§ PROBLEM:
Please give the data below again in full, exactly as it stands.

Entries from a pointing dataset
- - -

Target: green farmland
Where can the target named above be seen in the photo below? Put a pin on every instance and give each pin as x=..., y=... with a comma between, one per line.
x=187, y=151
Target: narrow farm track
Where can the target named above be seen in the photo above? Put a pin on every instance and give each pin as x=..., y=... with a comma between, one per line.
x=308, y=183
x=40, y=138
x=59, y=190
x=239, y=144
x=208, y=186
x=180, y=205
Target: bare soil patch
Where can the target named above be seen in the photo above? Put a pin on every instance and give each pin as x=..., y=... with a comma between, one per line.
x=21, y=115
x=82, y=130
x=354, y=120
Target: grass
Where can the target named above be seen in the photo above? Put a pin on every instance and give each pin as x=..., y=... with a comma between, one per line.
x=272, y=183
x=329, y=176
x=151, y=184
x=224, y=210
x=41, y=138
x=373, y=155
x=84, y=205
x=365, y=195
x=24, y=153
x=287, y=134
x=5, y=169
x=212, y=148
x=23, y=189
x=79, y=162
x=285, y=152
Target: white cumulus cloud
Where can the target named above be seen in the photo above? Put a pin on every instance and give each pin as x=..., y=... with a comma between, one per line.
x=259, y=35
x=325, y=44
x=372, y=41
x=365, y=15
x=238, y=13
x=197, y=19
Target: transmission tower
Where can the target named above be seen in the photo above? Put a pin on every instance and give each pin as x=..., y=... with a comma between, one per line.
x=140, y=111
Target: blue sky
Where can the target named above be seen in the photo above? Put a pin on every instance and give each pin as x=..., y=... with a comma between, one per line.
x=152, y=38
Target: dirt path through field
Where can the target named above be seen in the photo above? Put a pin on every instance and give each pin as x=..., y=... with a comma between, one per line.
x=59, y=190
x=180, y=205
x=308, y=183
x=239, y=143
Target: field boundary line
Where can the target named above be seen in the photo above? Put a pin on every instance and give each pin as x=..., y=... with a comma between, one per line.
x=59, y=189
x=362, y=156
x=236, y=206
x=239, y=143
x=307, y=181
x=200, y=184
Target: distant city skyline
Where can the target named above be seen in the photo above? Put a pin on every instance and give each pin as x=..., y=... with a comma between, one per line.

- - -

§ ANSWER TO THE EXERCISE:
Target: green farmland
Where can the target named above be seen in the photo below? Put a pin on every instance and give each pin as x=..., y=... with a comma between, one per line.
x=187, y=151
Target: narrow farm track
Where can the target named above be seen in the photo above? Put a pin on every instance and give each pin as x=..., y=... with a comma between, one per line.
x=308, y=183
x=40, y=138
x=59, y=190
x=239, y=144
x=208, y=186
x=180, y=205
Target: bare soil patch
Where can the target named above be seen in the photo above? Put a pin on every instance and give each pin as x=..., y=... with a comma between, one per line.
x=21, y=115
x=82, y=130
x=354, y=120
Target: grass
Where can the target named above be seen in the photo above? Put a pin on every instance and give each pin as x=..., y=... with a comma between, one per line.
x=272, y=183
x=329, y=176
x=151, y=184
x=224, y=210
x=41, y=138
x=373, y=155
x=84, y=205
x=365, y=195
x=24, y=153
x=287, y=134
x=5, y=169
x=212, y=148
x=23, y=189
x=79, y=162
x=285, y=152
Target: white cumulus cloud
Where can the target named above be seen in the photo above? Put a pin on every instance and give each pin as x=..., y=... with a comma between, one per line.
x=259, y=35
x=325, y=44
x=372, y=41
x=365, y=15
x=238, y=13
x=197, y=19
Target: transmission tower
Where can the target named above be seen in the photo above? Put a pin on every instance and give each pin as x=..., y=... with a comma between, one per line.
x=140, y=111
Target: blue sky
Where can the target named above be seen in the photo above? Put a pin on every instance and give each pin as x=..., y=... with a comma between, one per line.
x=152, y=38
Target: dirt path through field
Where can the target named above be seen in the photo above? Put a pin on every instance and give each pin as x=..., y=... with a comma between, one per line.
x=59, y=190
x=180, y=205
x=308, y=183
x=239, y=143
Target: field boundary line
Where can the target named above be seen in the photo above? Put a pin on every instance and give each pin as x=..., y=... with a comma between, one per line.
x=59, y=189
x=362, y=156
x=236, y=206
x=239, y=143
x=307, y=181
x=200, y=184
Target: distant city skyline
Where can the target named above be seen in the photo above? Put a pin on every instance and give each pin as x=..., y=... with a comma between, one per line.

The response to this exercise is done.